**Required task:** Retype the listing below, beginning with its first line and continuing through the line containing "point(449, 177)". Leave the pictures out of your copy.

**Record extracts:**
━━━━

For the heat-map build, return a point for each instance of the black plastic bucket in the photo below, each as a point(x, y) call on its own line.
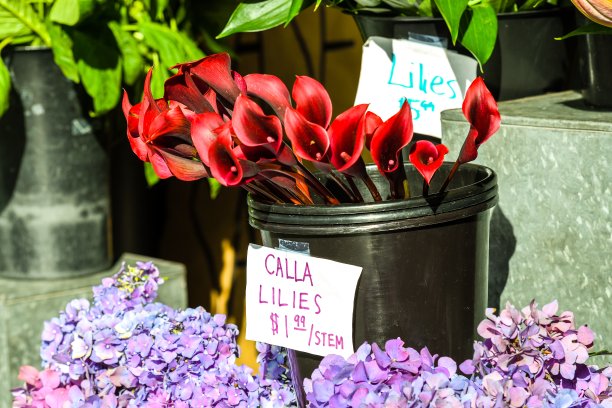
point(425, 262)
point(526, 60)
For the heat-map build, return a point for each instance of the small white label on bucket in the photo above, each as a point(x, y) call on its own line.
point(299, 301)
point(429, 77)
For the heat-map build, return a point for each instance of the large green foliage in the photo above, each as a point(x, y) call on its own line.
point(102, 44)
point(472, 23)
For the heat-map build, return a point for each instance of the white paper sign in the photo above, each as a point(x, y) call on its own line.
point(299, 301)
point(430, 77)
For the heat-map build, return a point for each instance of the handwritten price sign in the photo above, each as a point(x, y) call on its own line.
point(300, 302)
point(429, 77)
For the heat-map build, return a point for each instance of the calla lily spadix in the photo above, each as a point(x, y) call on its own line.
point(253, 132)
point(599, 11)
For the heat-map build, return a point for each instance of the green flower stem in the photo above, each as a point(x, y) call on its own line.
point(357, 197)
point(316, 184)
point(449, 177)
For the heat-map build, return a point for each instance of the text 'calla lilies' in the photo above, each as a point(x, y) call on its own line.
point(252, 132)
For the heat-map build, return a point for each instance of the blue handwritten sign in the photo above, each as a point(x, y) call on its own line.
point(300, 302)
point(429, 77)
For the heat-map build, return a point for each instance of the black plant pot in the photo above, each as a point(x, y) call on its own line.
point(596, 69)
point(54, 198)
point(425, 262)
point(526, 61)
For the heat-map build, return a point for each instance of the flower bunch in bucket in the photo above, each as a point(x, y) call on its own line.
point(283, 147)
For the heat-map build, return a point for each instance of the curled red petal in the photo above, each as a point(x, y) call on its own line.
point(308, 140)
point(240, 82)
point(253, 127)
point(390, 138)
point(183, 168)
point(159, 164)
point(480, 109)
point(347, 137)
point(427, 157)
point(371, 122)
point(183, 89)
point(312, 100)
point(171, 122)
point(224, 164)
point(202, 132)
point(215, 71)
point(271, 90)
point(130, 112)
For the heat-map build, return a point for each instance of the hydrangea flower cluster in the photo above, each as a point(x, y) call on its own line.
point(529, 355)
point(532, 358)
point(124, 350)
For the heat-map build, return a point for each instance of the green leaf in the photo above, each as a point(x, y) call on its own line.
point(260, 16)
point(26, 15)
point(150, 174)
point(451, 11)
point(158, 78)
point(480, 34)
point(590, 28)
point(99, 68)
point(11, 26)
point(70, 12)
point(61, 44)
point(297, 6)
point(503, 6)
point(173, 46)
point(161, 5)
point(215, 187)
point(5, 82)
point(132, 62)
point(531, 4)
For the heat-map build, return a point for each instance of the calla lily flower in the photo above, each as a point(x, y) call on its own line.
point(371, 122)
point(312, 100)
point(214, 122)
point(271, 90)
point(182, 88)
point(215, 71)
point(427, 157)
point(161, 135)
point(347, 137)
point(309, 140)
point(254, 128)
point(225, 166)
point(599, 11)
point(390, 138)
point(480, 109)
point(202, 132)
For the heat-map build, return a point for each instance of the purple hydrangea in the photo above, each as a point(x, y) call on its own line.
point(529, 358)
point(125, 350)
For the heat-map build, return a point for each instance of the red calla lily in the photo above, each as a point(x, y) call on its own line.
point(161, 135)
point(390, 138)
point(269, 89)
point(480, 109)
point(371, 122)
point(202, 132)
point(181, 88)
point(215, 71)
point(312, 100)
point(427, 157)
point(254, 128)
point(347, 138)
point(225, 166)
point(308, 140)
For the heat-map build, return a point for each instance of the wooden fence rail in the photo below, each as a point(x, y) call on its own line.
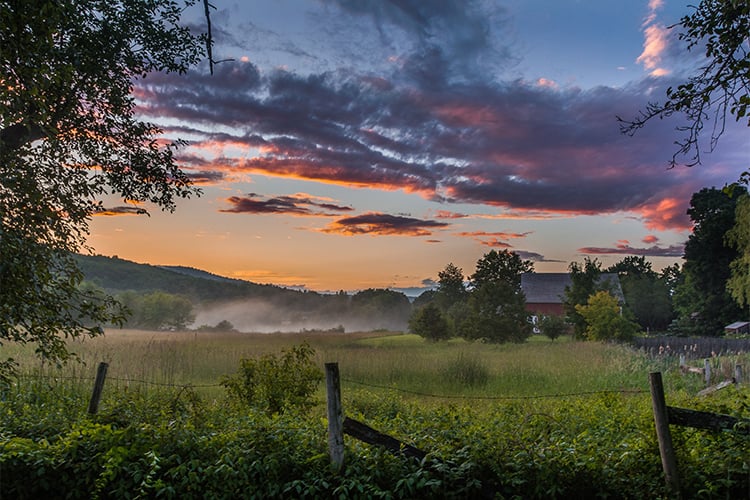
point(664, 416)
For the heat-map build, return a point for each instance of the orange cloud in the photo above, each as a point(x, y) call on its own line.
point(666, 214)
point(121, 210)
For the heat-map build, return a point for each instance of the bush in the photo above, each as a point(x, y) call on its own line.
point(276, 383)
point(428, 322)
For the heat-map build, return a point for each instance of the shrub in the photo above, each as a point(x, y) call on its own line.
point(553, 326)
point(428, 322)
point(275, 383)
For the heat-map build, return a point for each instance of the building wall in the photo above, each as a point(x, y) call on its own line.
point(548, 309)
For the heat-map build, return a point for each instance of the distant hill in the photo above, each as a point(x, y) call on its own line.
point(116, 275)
point(249, 306)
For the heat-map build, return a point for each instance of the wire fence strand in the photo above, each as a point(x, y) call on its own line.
point(635, 391)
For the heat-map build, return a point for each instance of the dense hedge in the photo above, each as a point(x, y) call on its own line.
point(175, 445)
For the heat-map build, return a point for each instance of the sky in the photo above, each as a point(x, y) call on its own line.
point(353, 144)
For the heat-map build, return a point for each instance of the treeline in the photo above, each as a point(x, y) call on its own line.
point(709, 291)
point(170, 299)
point(699, 298)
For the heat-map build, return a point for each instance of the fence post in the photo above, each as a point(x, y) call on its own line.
point(96, 394)
point(661, 419)
point(335, 416)
point(707, 370)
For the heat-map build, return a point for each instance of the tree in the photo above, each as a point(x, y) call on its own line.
point(604, 320)
point(382, 307)
point(496, 309)
point(584, 279)
point(451, 288)
point(702, 300)
point(495, 312)
point(647, 295)
point(451, 295)
point(495, 267)
point(428, 322)
point(720, 86)
point(553, 326)
point(277, 384)
point(69, 136)
point(738, 237)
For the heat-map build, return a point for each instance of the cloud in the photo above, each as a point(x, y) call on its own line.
point(121, 210)
point(529, 151)
point(298, 204)
point(439, 40)
point(624, 248)
point(534, 257)
point(447, 214)
point(493, 239)
point(380, 224)
point(655, 43)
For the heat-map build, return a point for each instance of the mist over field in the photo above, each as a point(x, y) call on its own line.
point(261, 316)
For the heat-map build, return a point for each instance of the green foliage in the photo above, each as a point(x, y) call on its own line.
point(172, 443)
point(276, 383)
point(702, 298)
point(496, 267)
point(720, 86)
point(451, 289)
point(738, 237)
point(381, 307)
point(604, 319)
point(553, 326)
point(428, 322)
point(584, 279)
point(496, 313)
point(648, 295)
point(69, 136)
point(157, 310)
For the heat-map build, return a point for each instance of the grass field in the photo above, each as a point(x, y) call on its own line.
point(378, 361)
point(541, 419)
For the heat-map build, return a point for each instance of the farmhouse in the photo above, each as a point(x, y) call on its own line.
point(738, 327)
point(545, 292)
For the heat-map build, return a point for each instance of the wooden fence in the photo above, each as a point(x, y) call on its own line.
point(664, 416)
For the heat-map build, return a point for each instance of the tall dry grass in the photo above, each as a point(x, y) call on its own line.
point(375, 361)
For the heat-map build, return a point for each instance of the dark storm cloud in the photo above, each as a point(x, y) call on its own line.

━━━━

**Task answer:**
For the heat-map build, return a point for each instance of the black plastic bucket in the photo below, each as a point(x, y) call on its own line.
point(425, 262)
point(526, 60)
For the heat-map build, return a point for each instance of the small white label on bucket in the photo above, each as a point(x, y) call on its own line.
point(299, 301)
point(429, 77)
For the heat-map build, return a point for each instance of the large green foliage in the photo above, each as a point(x, y) call on its own line.
point(102, 44)
point(472, 23)
For the heat-map build, return a point for each instance of the white paper sign in the photo above, each as a point(x, y) call on its own line.
point(299, 301)
point(430, 77)
For the heat-map build, return a point for each instance of the handwritten price sign in the photo above, each as a point(x, y) call on its own line.
point(300, 302)
point(429, 77)
For the heat-map build, return a point for each instance of the calla lily spadix in the photo above, each as a point(x, y) call on its own line.
point(253, 132)
point(599, 11)
For the heat-map build, return a point for each instance of the green flower stem in the photo above, each as a point(x, y) call on its own line.
point(357, 197)
point(316, 184)
point(449, 177)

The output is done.